§ Exercise description: Produce a verbatim transcript of the entries below, excluding pictures.

[Data extracted from a collection]

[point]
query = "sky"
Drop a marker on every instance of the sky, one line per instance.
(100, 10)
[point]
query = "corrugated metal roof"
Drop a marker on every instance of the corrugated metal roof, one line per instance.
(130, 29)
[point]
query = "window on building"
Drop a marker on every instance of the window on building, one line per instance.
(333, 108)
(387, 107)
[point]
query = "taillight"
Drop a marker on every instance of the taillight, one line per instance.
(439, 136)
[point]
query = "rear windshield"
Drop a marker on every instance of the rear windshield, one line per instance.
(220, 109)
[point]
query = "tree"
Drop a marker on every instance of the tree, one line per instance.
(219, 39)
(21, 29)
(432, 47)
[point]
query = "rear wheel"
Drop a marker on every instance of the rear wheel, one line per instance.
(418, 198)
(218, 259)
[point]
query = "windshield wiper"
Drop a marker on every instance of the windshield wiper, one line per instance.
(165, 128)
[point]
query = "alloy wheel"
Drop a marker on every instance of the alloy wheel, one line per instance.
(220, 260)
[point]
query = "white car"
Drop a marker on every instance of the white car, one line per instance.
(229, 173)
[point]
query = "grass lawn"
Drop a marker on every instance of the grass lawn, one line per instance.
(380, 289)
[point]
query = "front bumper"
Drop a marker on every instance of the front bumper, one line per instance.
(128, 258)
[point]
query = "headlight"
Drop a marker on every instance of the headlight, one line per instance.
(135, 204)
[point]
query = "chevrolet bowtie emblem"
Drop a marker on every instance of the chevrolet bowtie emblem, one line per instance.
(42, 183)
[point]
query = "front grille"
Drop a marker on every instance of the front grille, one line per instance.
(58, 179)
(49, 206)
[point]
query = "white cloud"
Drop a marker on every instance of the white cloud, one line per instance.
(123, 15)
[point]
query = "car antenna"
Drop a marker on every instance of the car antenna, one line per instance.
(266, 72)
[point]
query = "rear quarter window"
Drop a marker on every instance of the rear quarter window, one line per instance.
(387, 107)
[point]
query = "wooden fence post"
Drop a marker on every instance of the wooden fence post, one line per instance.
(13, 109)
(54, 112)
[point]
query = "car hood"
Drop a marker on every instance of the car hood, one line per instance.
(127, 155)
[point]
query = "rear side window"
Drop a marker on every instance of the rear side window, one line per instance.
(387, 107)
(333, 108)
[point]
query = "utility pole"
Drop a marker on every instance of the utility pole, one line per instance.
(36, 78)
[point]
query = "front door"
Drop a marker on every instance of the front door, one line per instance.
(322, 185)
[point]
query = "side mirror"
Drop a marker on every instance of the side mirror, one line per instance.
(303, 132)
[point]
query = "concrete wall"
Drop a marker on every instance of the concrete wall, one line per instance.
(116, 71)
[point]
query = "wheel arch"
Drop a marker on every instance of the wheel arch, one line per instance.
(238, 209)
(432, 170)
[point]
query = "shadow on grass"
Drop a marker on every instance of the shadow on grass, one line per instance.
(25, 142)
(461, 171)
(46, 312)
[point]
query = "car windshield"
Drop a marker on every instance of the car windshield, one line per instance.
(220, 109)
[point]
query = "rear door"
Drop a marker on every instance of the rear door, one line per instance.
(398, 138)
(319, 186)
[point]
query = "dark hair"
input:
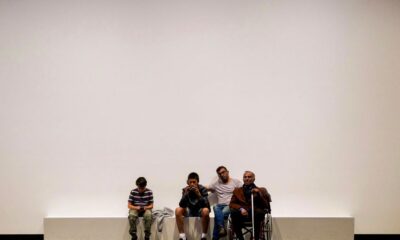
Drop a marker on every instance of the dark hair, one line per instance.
(141, 182)
(221, 167)
(194, 175)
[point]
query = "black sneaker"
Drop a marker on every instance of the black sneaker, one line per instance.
(222, 232)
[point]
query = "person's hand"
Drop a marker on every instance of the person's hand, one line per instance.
(197, 191)
(186, 190)
(137, 208)
(244, 212)
(255, 191)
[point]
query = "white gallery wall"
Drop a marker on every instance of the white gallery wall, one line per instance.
(94, 94)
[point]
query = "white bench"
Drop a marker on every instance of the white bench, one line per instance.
(116, 228)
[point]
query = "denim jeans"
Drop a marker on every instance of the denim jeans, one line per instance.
(221, 212)
(147, 218)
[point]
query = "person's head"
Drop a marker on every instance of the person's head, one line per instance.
(141, 183)
(223, 173)
(248, 177)
(193, 179)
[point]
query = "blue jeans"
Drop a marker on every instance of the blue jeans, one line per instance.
(221, 212)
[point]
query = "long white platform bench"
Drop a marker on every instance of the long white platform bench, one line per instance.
(116, 228)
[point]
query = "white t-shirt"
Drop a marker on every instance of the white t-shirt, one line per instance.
(224, 190)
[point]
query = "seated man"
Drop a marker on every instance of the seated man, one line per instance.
(194, 203)
(140, 204)
(223, 187)
(240, 205)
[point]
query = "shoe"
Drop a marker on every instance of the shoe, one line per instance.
(222, 232)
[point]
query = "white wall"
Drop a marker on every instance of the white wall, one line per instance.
(94, 94)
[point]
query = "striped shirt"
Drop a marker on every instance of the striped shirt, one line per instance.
(141, 199)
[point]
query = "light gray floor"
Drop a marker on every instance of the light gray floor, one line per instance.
(117, 229)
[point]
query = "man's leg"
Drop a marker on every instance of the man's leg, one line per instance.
(205, 220)
(237, 223)
(179, 215)
(147, 217)
(218, 217)
(258, 218)
(133, 215)
(225, 211)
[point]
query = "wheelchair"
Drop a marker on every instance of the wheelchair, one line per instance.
(247, 230)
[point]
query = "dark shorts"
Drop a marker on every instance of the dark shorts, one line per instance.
(193, 212)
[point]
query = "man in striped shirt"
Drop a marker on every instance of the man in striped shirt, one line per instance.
(140, 204)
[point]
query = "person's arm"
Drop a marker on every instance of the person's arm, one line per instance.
(149, 207)
(133, 207)
(261, 195)
(235, 203)
(183, 203)
(204, 197)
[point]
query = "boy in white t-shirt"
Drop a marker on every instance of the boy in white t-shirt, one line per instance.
(223, 187)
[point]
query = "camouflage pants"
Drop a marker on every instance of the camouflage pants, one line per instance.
(147, 218)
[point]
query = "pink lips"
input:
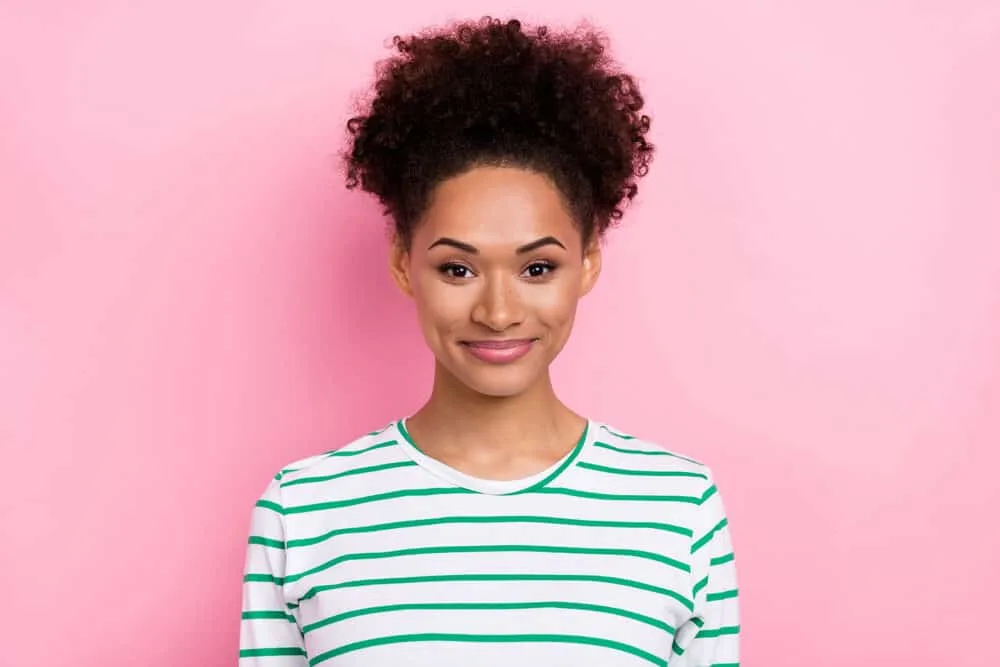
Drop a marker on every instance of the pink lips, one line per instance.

§ Answer area:
[point]
query = "sky"
Drop a marker on every instance of the sky, one line per instance.
(100, 10)
[point]
query = "corrugated metal roof"
Drop a marker on every instance of the corrugated metal roof, one line per instance.
(130, 29)
[point]
query = "window on building"
Drop a marker on every instance of the window on building, one line per instance.
(333, 108)
(387, 107)
[point]
query = "taillight"
Drop a marker on every instance of the taillight, one line per instance.
(439, 136)
[point]
query = "rear windshield"
Drop a marker on every instance of the rear windshield, one line per instance.
(220, 109)
[point]
query = "tree"
Drop a marker on every instance of the tree, one line per instance.
(219, 39)
(21, 29)
(432, 47)
[point]
query = "rear wheel"
Drop a marker on every instance of the rear wheel, one line per instance.
(418, 198)
(218, 259)
[point]
query = "windshield wiper"
Drop a marker on every instance of the windshield wiper, one line per instance.
(165, 128)
[point]
query = "alloy wheel"
Drop a marker on every instance of the alloy wheel, one line per instance.
(220, 260)
[point]
query = "white car"
Drop a marker on every instance of the white car, one line per instance.
(229, 173)
[point]
query = "grass lawn"
Drop a marker on every instance of the grass lawn, one line per instance.
(380, 289)
[point]
query = "front bumper"
Drop a marker on every instance of the front bumper, one line per instance.
(128, 258)
[point]
query = "headlight"
Drop a marker on every instance of the headlight, one line per instance.
(135, 204)
[point]
query = "chevrolet bowtie emblem"
Drop a marker on every instance of the chevrolet bowtie emblem, one line per instance.
(42, 183)
[point]
query = "front grille"
Drop a marker on every instance of the front grille, one line per instance.
(58, 179)
(49, 206)
[point]
query = "white cloud"
Drop a marker on every instance of the white cloud, one line per instance.
(123, 15)
[point]
query = "car antenna"
Drop a marker on every instance of the car antenna, one line per instance.
(266, 72)
[point]
query = "rear quarter window"
Drop a marker on every instance of the rear quarter window, one line per instance.
(387, 107)
[point]
query = "wooden fence post"
Drop a marker on every instance of the wooden fence post, one line per instance.
(13, 109)
(54, 112)
[point]
query = "car hood"
Drop a marker on every instance of the car hood, one line per instance.
(127, 155)
[point]
query = "rear side window"
Drop a marker on every instance of the rear side window, one line per instance.
(387, 107)
(333, 108)
[point]
query = "utility pole"
Drop a marker on every instance of the utility pole, one line per instance.
(36, 78)
[point]
query = "front door"
Drop a marker on every instance of the front door, one line per instance.
(322, 185)
[point]
query = "side mirror"
Drop a marker on every instance of the side mirror, one line per instance.
(303, 132)
[point]
query = "concrete wall"
Drop a marker on every instance of the concrete wall, one line per instance.
(116, 71)
[point]
query = "wheel arch"
Drop a marker on every instance of the wheel arch, one line per instance.
(238, 209)
(432, 170)
[point]
query = "shadow on grass"
Drop a marker on every instance of the shadow on grass, one line per instance.
(25, 142)
(461, 171)
(46, 312)
[point]
query = "car windshield"
Drop a marker on every instance of the car windshield, one line per instance.
(220, 109)
[point]
query = "rear door"
Drop a marker on every instance of the rear door, one line per instance.
(398, 138)
(319, 186)
[point]
query = "dark hair"
input:
Drop a marker on every instance of the dark hair, one line per instance.
(141, 182)
(221, 167)
(194, 175)
[point]
query = "black sneaker"
Drop a marker on every instance of the black sneaker, one line per instance.
(222, 232)
[point]
query = "person's hand"
Drop a marker on every instance of the person's hand, one line per instance.
(197, 191)
(186, 190)
(137, 208)
(244, 212)
(255, 191)
[point]
query = "white gallery wall"
Drop a marker on every instance of the white gallery wall, one line per instance.
(94, 94)
[point]
query = "white bench"
Drop a marker on every instance of the white bench, one line per instance.
(116, 228)
[point]
query = "denim jeans"
Drop a marker on every instance of the denim jeans, one line per instance.
(221, 212)
(147, 218)
[point]
query = "person's head"
Drop a marker on every instance of the person's head, one line per instance.
(141, 183)
(223, 173)
(248, 177)
(193, 179)
[point]
query = "blue jeans"
Drop a marker on every instance of the blue jeans, one line per instance.
(221, 212)
[point]
query = "long white platform bench"
Drop a marker on every instance of the long white platform bench, one line per instance.
(116, 228)
[point]
query = "white t-shirt"
Drop a marker on every instance of the white t-shirt, one line per instance.
(224, 190)
[point]
query = "seated man"
Drop a marker on every instance of the seated man, one line per instance.
(194, 203)
(140, 204)
(223, 187)
(240, 205)
[point]
query = "shoe"
Drop a marker on every instance of the shoe, one line per instance.
(222, 232)
[point]
query = "white wall"
Drop a marker on every instance of the white wall, one line per instance.
(94, 94)
[point]
query = "striped shirt"
Drop a marker on every instance of the striped shirt, one line per instance.
(141, 199)
[point]
query = "light gray floor"
Drop a marker on every instance of the light gray floor, one line per instance.
(117, 229)
[point]
query = "man's leg"
Drop a marker on every instance of the man's leg, one line per instance.
(205, 220)
(237, 223)
(179, 215)
(147, 217)
(218, 217)
(258, 218)
(133, 215)
(225, 211)
[point]
query = "wheelchair"
Drop a marker on every instance of the wheelchair, one line per instance.
(247, 230)
[point]
query = "dark shorts"
Drop a marker on every instance of the dark shorts, one line per instance.
(193, 212)
[point]
query = "man in striped shirt"
Drop a marker on every instance of the man in striped shirt, one line per instance.
(140, 204)
[point]
query = "person's arm"
Drop a marker on every instance of the person's arm, one line per instance.
(149, 207)
(133, 207)
(261, 195)
(235, 203)
(183, 203)
(204, 197)
[point]
query = "boy in white t-shirt"
Drop a marker on every instance of the boy in white t-shirt, one line per instance.
(223, 187)
[point]
query = "camouflage pants"
Drop a marker on every instance of the camouflage pants, one line per instance.
(147, 218)
[point]
query = "pink lips"
input:
Drop a marker on every instance of the pink lips, one line per instance.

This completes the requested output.